Dataset records
--------

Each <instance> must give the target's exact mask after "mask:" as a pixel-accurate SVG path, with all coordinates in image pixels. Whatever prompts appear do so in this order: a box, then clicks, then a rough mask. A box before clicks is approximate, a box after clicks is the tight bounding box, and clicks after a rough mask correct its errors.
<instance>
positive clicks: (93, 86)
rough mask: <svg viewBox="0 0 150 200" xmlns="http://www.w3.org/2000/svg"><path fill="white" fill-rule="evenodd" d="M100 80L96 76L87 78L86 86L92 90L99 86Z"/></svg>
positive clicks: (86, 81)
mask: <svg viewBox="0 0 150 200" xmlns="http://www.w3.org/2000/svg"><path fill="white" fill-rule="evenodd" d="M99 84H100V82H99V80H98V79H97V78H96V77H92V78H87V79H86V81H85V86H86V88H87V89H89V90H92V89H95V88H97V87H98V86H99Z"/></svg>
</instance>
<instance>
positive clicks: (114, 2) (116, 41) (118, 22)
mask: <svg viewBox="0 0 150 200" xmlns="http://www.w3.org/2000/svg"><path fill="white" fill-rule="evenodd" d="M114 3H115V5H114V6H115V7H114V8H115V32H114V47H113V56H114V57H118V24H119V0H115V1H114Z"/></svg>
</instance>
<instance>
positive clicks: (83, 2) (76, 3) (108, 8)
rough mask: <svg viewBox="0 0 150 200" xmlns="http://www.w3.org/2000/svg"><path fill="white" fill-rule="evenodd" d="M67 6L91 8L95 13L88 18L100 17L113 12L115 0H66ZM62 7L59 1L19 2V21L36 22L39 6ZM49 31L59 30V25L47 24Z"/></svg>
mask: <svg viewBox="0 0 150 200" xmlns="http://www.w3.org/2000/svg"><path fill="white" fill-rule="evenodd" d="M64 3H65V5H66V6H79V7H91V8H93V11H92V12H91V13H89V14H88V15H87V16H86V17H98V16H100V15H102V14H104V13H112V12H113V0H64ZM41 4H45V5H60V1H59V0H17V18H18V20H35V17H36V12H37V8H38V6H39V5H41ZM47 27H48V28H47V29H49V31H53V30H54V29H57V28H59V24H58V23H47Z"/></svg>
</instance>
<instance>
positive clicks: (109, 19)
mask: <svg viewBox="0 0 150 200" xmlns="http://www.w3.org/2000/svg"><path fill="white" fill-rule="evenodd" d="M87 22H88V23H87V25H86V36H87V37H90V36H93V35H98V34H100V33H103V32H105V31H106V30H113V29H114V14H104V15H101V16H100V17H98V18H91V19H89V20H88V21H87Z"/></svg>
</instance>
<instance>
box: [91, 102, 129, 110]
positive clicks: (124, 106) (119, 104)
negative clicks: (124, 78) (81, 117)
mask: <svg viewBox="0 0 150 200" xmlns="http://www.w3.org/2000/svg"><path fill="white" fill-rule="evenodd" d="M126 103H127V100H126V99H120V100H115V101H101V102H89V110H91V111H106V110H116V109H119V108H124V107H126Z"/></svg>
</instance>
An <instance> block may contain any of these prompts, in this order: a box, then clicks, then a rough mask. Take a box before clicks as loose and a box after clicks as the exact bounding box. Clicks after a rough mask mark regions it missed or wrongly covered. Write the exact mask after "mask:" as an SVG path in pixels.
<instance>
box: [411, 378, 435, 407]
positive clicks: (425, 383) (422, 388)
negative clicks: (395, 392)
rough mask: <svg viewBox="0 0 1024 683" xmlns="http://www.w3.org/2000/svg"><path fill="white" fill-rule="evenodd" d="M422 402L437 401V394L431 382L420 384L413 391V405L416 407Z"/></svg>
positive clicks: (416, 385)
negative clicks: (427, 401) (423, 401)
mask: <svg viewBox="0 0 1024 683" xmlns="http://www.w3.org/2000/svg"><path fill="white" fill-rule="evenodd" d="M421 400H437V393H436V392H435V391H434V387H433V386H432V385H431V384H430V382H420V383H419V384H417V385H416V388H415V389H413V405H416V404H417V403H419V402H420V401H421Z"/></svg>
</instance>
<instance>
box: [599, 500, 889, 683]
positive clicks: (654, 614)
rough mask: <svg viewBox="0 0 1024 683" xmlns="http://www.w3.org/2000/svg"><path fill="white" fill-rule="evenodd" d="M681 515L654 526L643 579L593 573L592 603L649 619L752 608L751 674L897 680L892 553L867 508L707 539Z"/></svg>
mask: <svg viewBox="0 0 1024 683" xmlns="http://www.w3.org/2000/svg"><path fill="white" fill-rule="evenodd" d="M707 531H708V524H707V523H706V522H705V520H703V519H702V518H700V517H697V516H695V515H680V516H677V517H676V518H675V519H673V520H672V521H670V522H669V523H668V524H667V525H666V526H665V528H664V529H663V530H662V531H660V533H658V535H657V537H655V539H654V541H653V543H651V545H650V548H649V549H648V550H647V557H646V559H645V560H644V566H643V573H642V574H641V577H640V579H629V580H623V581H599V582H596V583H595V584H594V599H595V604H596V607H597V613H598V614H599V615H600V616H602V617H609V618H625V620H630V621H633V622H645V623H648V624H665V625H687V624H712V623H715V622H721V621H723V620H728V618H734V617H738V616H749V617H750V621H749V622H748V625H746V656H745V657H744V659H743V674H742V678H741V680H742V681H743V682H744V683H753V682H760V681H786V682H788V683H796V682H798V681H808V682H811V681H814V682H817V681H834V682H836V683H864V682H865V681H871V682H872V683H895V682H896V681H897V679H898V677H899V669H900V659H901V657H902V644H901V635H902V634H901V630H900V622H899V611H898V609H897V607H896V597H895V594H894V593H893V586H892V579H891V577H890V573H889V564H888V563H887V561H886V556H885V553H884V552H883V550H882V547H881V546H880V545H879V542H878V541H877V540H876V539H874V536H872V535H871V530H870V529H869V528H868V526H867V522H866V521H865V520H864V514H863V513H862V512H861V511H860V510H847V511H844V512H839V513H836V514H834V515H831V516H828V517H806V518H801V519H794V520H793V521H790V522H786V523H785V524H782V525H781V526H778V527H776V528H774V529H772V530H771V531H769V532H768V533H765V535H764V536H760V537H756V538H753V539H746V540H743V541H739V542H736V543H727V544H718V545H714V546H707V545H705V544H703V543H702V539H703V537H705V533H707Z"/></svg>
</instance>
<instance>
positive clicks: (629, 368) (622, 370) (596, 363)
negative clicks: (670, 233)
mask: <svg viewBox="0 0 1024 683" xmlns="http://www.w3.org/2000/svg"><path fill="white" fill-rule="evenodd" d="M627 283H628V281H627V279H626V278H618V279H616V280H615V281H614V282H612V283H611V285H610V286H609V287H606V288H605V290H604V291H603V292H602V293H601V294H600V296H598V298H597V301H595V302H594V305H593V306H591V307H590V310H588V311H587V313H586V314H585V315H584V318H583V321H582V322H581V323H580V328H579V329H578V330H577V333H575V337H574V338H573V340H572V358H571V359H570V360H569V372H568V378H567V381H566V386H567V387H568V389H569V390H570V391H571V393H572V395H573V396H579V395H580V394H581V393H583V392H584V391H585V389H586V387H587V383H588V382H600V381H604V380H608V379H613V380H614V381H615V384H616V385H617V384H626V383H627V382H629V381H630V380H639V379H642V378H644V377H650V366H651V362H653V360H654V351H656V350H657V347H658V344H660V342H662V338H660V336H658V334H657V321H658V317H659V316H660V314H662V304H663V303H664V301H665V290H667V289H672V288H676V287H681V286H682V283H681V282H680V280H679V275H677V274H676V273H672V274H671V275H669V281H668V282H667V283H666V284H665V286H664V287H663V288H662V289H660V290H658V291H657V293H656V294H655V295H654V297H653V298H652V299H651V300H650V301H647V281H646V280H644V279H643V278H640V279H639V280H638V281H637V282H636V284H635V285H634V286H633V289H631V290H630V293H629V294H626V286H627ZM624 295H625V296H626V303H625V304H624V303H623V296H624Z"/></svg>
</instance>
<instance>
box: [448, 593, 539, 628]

--------

TASK OBJECTIVE:
Set all of the records down again, exactly as they stand.

YOUR SOLUTION:
Each <instance> must give the target's exact mask after "mask:" as a pixel-accurate SVG path, with all coordinates in image pixels. Whatever prompts appear do so in this order: a box, then clicks, then a rough mask. A box before clicks is approximate, a box after clicks is the tight bounding box, and clicks after a rough mask correct its errors.
<instance>
positive clicks: (93, 86)
rough mask: <svg viewBox="0 0 150 200" xmlns="http://www.w3.org/2000/svg"><path fill="white" fill-rule="evenodd" d="M100 80L96 76L87 78L86 86L92 90L99 86Z"/></svg>
positive clicks: (86, 81)
mask: <svg viewBox="0 0 150 200" xmlns="http://www.w3.org/2000/svg"><path fill="white" fill-rule="evenodd" d="M99 84H100V82H99V80H98V79H97V78H96V77H92V78H87V79H86V81H85V86H86V88H87V89H89V90H92V89H95V88H97V87H98V86H99Z"/></svg>
</instance>
<instance>
positive clicks: (114, 2) (116, 41) (118, 22)
mask: <svg viewBox="0 0 150 200" xmlns="http://www.w3.org/2000/svg"><path fill="white" fill-rule="evenodd" d="M114 3H115V5H114V6H115V7H114V8H115V32H114V47H113V56H114V57H118V24H119V0H115V1H114Z"/></svg>
</instance>
<instance>
positive clicks: (83, 2) (76, 3) (108, 8)
rough mask: <svg viewBox="0 0 150 200" xmlns="http://www.w3.org/2000/svg"><path fill="white" fill-rule="evenodd" d="M67 6L91 8L95 13L88 18L100 17L113 12L115 0H66ZM62 7L59 1L19 2V21L36 22L39 6ZM49 31L59 30V25L47 24Z"/></svg>
mask: <svg viewBox="0 0 150 200" xmlns="http://www.w3.org/2000/svg"><path fill="white" fill-rule="evenodd" d="M64 3H65V5H66V6H79V7H91V8H93V11H92V12H91V13H89V14H88V15H87V16H86V17H98V16H100V15H102V14H104V13H112V12H113V0H64ZM41 4H45V5H60V1H59V0H17V18H18V20H35V17H36V12H37V8H38V6H39V5H41ZM47 27H48V28H47V29H49V31H53V30H54V29H57V28H59V24H58V23H47Z"/></svg>
</instance>
<instance>
positive clicks: (109, 19)
mask: <svg viewBox="0 0 150 200" xmlns="http://www.w3.org/2000/svg"><path fill="white" fill-rule="evenodd" d="M87 22H88V23H87V25H86V36H87V37H90V36H93V35H98V34H100V33H103V32H105V31H106V30H113V29H114V14H104V15H101V16H100V17H98V18H91V19H89V20H88V21H87Z"/></svg>
</instance>
<instance>
box: [91, 102, 129, 110]
positive clicks: (124, 106) (119, 104)
negative clicks: (124, 78) (81, 117)
mask: <svg viewBox="0 0 150 200" xmlns="http://www.w3.org/2000/svg"><path fill="white" fill-rule="evenodd" d="M126 103H127V100H126V99H120V100H115V101H101V102H89V110H91V111H106V110H116V109H119V108H124V107H126Z"/></svg>
</instance>
An <instance> block may contain any of these prompts, in this order: a box, then clicks, then a rough mask. Take a box before clicks as loose and a box after clicks as the exact bounding box. Clicks after a rough mask mark regions it missed or wrongly covered. Write the exact mask after "mask:" as an SVG path in pixels.
<instance>
box: [411, 378, 435, 407]
positive clicks: (425, 383) (422, 388)
negative clicks: (395, 392)
rough mask: <svg viewBox="0 0 1024 683" xmlns="http://www.w3.org/2000/svg"><path fill="white" fill-rule="evenodd" d="M422 402L437 401V394L431 382L420 384L413 391V405L416 407Z"/></svg>
positive clicks: (416, 385)
negative clicks: (427, 401) (423, 401)
mask: <svg viewBox="0 0 1024 683" xmlns="http://www.w3.org/2000/svg"><path fill="white" fill-rule="evenodd" d="M421 400H437V393H436V392H435V391H434V387H433V386H432V385H431V384H430V382H420V383H419V384H417V385H416V388H415V389H413V405H416V404H417V403H419V402H420V401H421Z"/></svg>
</instance>
<instance>
box: [599, 500, 889, 683]
positive clicks: (654, 614)
rough mask: <svg viewBox="0 0 1024 683" xmlns="http://www.w3.org/2000/svg"><path fill="white" fill-rule="evenodd" d="M681 515L654 526L643 579L593 573L592 603L649 619L752 608L751 674L897 680L892 553L867 508L707 539Z"/></svg>
mask: <svg viewBox="0 0 1024 683" xmlns="http://www.w3.org/2000/svg"><path fill="white" fill-rule="evenodd" d="M707 531H708V524H707V523H706V522H705V520H703V519H702V518H700V517H697V516H695V515H680V516H677V517H676V518H675V519H673V520H672V521H670V522H669V523H668V524H667V525H666V526H665V528H664V529H663V530H662V531H660V533H658V535H657V537H655V539H654V541H653V543H651V545H650V548H649V549H648V550H647V557H646V559H645V560H644V566H643V573H642V574H641V577H640V579H629V580H623V581H599V582H596V583H595V584H594V599H595V604H596V607H597V613H598V614H599V615H600V616H602V617H609V618H625V620H630V621H633V622H645V623H648V624H665V625H687V624H712V623H715V622H721V621H723V620H728V618H734V617H738V616H749V617H750V621H749V622H748V625H746V656H745V657H744V659H743V674H742V678H741V680H742V681H743V682H744V683H753V682H760V681H786V682H788V683H796V682H798V681H808V682H811V681H814V682H817V681H834V682H836V683H864V682H865V681H871V682H872V683H895V682H896V681H897V679H898V677H899V669H900V659H901V657H902V644H901V635H902V634H901V630H900V622H899V611H898V609H897V607H896V597H895V594H894V593H893V586H892V579H891V577H890V573H889V564H888V563H887V561H886V556H885V553H884V552H883V550H882V547H881V546H880V545H879V542H878V541H877V540H876V539H874V536H872V535H871V530H870V529H869V528H868V526H867V522H866V521H865V520H864V514H863V513H862V512H861V511H860V510H847V511H844V512H839V513H836V514H834V515H831V516H828V517H806V518H801V519H794V520H793V521H790V522H786V523H785V524H782V525H781V526H778V527H776V528H774V529H772V530H771V531H769V532H768V533H765V535H764V536H760V537H756V538H753V539H746V540H743V541H739V542H736V543H727V544H718V545H714V546H707V545H705V544H703V543H702V539H703V537H705V533H707Z"/></svg>
</instance>
<instance>
positive clicks: (629, 368) (622, 370) (596, 363)
negative clicks: (670, 233)
mask: <svg viewBox="0 0 1024 683" xmlns="http://www.w3.org/2000/svg"><path fill="white" fill-rule="evenodd" d="M627 283H628V281H627V279H626V278H618V279H616V280H615V281H614V282H612V283H611V285H610V286H609V287H606V288H605V290H604V291H603V292H602V293H601V294H600V296H598V298H597V301H595V302H594V305H593V306H591V307H590V310H588V311H587V313H586V314H585V315H584V318H583V321H582V322H581V323H580V328H579V329H578V330H577V333H575V337H574V338H573V340H572V358H571V359H570V360H569V372H568V378H567V381H566V386H567V387H568V389H569V390H570V391H571V393H572V395H573V396H579V395H580V394H581V393H583V392H584V391H585V389H586V387H587V383H588V382H600V381H604V380H608V379H613V380H614V381H615V384H616V385H617V384H626V383H627V382H629V381H630V380H639V379H642V378H644V377H650V366H651V362H653V360H654V351H656V350H657V347H658V344H660V342H662V338H660V336H658V334H657V321H658V317H659V316H660V314H662V304H663V303H664V301H665V290H667V289H672V288H676V287H681V286H682V283H681V282H680V280H679V275H677V274H676V273H672V274H671V275H669V281H668V282H667V283H666V284H665V286H664V287H663V288H662V289H660V290H658V291H657V293H656V294H655V295H654V297H653V298H652V299H651V300H650V301H647V281H646V280H644V279H643V278H640V279H639V280H638V281H637V282H636V284H635V285H634V286H633V289H631V290H630V293H629V294H626V286H627ZM624 295H625V296H626V303H625V304H624V303H623V296H624Z"/></svg>
</instance>
<instance>
box: [448, 593, 539, 628]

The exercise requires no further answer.